— begin Input records —

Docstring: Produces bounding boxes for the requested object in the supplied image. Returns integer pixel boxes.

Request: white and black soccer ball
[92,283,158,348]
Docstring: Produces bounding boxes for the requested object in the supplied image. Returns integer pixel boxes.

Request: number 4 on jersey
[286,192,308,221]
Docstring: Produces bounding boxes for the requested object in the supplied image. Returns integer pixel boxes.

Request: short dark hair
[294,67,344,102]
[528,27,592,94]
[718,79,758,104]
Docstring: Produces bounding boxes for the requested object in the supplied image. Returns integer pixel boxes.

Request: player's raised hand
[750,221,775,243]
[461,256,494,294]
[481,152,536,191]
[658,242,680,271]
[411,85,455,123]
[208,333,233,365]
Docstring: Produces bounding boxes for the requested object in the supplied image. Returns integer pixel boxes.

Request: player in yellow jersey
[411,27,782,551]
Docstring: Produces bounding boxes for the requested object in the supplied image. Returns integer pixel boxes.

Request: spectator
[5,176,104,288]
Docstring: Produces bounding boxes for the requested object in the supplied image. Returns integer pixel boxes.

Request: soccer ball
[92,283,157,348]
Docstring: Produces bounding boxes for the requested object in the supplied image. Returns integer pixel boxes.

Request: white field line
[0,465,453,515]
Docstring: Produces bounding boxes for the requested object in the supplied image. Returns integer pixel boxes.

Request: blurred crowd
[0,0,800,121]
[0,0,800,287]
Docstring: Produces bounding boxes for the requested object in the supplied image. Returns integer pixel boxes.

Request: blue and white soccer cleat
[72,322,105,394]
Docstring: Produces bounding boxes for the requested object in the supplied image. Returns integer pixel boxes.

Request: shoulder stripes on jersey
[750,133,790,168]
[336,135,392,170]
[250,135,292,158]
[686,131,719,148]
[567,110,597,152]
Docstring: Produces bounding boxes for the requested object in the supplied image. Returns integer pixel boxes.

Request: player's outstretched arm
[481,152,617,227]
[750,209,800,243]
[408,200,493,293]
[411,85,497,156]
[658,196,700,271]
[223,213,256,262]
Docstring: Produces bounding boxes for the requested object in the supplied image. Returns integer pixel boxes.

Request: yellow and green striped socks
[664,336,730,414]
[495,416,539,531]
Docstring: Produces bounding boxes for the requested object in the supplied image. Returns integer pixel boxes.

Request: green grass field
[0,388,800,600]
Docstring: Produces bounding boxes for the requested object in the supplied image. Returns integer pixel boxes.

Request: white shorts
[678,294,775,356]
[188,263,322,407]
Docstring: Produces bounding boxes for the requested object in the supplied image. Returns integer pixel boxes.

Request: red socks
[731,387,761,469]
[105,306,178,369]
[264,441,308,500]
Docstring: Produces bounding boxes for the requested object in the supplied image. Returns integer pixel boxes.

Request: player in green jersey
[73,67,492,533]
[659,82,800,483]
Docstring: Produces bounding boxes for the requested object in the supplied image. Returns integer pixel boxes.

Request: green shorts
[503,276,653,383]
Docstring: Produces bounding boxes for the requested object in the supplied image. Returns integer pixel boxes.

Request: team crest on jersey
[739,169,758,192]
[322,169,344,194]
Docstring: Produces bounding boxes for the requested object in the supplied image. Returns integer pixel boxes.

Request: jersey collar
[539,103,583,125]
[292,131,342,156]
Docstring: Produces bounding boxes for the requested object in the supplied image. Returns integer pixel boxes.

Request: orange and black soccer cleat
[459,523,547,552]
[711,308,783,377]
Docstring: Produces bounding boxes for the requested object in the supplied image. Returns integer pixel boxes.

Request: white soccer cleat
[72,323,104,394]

— end Input records —

### Required work
Reproduce every one of the records above, line for line, with no changes.

### Final answer
Docstring: Produces bounding boxes for the requested object in the supplied image. Returns integer pixel boxes.

Request: white and black soccer ball
[92,283,158,348]
Docstring: Produces bounding boxes for the requested object in the supplied image. Returns integer pixel boxes.

Request: number 4 on jersey
[286,192,308,221]
Docstring: Produces bounding boxes for the requested object in the supplied image. Returns integer pixel boxes.

Request: short dark hair
[294,67,344,102]
[528,27,592,94]
[718,79,758,104]
Docstring: Produces bounding boxes for the requested object in the supplied image. Returns integer pixel boxes.

Request: player's raised hand
[750,221,775,243]
[461,256,494,294]
[481,152,536,191]
[658,242,680,271]
[411,85,455,123]
[208,333,233,365]
Docstring: Produces bounding boxes for the requested object in the supplied image. Returns integer pixel boxes.

Request: player in yellow jersey
[411,27,782,551]
Docstring: Produces bounding boxes for the requested object in the supplied image. Returns integer pixel boxes.

Request: spectator
[5,176,104,288]
Docstring: Produces bounding boxes for the requested object in the supplied image. Returns integer pixel boxes.

Request: soccer ball
[92,283,157,348]
Docstring: Produces bounding boxes for the requested object in the supplied image. Returns integer pixel boxes.

Request: white field line
[0,465,453,515]
Docstring: Produces bounding boxes for the requested object in the supplied image. Returns integer pixel boxes.

Request: blurred crowd
[0,0,800,121]
[0,0,800,287]
Docstring: Produces bounding boxes for the requested object in the supplied image. Returns integer pixel boxes.

Request: blue and white soccer cleat
[72,322,105,394]
Docstring: Produces bounding boxes for the requested object in the supplied image. Returns integer pixel boxes.

Request: shoulder stripes on jersey
[750,133,790,168]
[336,135,392,170]
[250,135,292,158]
[686,131,719,148]
[567,110,597,152]
Docstring: Produces bounding boxes for the requested object in the supplied image. Returns integer pixel boxes.

Request: player's outstretched arm
[481,152,617,227]
[750,209,800,243]
[408,200,493,293]
[411,85,497,156]
[658,196,700,271]
[223,213,256,262]
Docstring: Produces bounding boxes for the requested object in the supplied image. Returns integer pixel boxes.

Request: yellow and green striped socks
[664,336,730,414]
[495,416,539,531]
Docstring: Produces bounding boxes for the requested object in the supplied image. Returns integer pixel boxes.

Request: green grass field
[0,388,800,600]
Docstring: Produces bounding boxes for the requested object in the supplied image. Returns integer pixel boxes.

Request: white shorts
[678,294,775,356]
[188,263,322,407]
Docstring: Produces bounding boxes for the requested object in the supplied image. Returns integer pixel boxes.

Request: red socks
[731,387,761,469]
[105,306,178,369]
[264,441,308,500]
Docstring: Produces bounding boxes for the requested object in the supplied image. Returns integer pixel boxes.

Request: player in green jersey
[73,67,492,533]
[659,82,800,483]
Docstring: Produces bounding boxes for the requested object in the supplied image. Returns integer pixel boxes.

Request: green shorts
[503,276,653,383]
Docstring: Produces bounding boxes for the requested object in the supplied image. Returns integer pixel boxes.

Request: team crest on jersey
[739,169,758,192]
[322,169,344,194]
Docstring: Produces bounding boxes for the requested object in the supplied image. Returns integer pixel boxes.

Request: jersey collar
[539,103,583,125]
[292,131,342,156]
Docstring: Produces bounding boxes for the requested object in the supplied image. Returns integer pixel boxes.

Request: orange and black soccer cleat
[459,523,547,552]
[711,308,783,377]
Docstring: Produces bounding boxes for the requested object in the supplied image. Returns integer pixel boxes.

Request: white soccer cleat
[72,323,104,394]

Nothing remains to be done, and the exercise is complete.